Tally the lines in the entries below that contain the string "mushroom" and report only the resulting count.

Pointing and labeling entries
** Begin **

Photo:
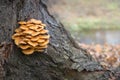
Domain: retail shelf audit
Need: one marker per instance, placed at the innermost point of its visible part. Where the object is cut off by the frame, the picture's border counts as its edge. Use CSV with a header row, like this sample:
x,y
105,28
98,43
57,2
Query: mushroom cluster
x,y
31,36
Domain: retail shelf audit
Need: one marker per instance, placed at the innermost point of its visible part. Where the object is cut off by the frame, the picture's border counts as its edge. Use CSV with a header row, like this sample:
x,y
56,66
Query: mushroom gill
x,y
31,36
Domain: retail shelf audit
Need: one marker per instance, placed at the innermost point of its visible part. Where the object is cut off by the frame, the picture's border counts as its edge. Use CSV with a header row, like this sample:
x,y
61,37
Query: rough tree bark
x,y
62,60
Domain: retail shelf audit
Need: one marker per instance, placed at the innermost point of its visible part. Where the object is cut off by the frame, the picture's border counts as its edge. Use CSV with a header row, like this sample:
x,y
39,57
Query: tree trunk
x,y
62,60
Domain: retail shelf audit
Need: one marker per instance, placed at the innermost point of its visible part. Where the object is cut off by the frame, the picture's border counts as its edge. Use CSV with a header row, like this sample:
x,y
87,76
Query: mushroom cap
x,y
22,42
23,27
28,51
16,35
22,22
25,46
34,21
32,43
40,50
28,32
44,43
43,31
34,27
40,40
35,33
41,47
28,25
31,36
44,37
18,30
36,38
17,40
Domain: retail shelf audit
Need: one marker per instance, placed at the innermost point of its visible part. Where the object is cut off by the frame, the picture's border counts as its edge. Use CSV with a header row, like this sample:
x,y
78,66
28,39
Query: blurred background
x,y
89,21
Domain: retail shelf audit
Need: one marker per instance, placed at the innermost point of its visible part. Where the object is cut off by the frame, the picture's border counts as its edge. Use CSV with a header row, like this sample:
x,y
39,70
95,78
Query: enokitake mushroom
x,y
31,36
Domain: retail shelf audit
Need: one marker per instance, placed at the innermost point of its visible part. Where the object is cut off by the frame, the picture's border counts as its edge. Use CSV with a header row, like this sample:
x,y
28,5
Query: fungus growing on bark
x,y
31,36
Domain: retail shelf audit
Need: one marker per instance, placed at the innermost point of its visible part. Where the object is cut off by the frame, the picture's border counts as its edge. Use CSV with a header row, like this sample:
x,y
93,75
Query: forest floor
x,y
79,15
85,14
108,55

** End **

◆ Answer to this task ◆
4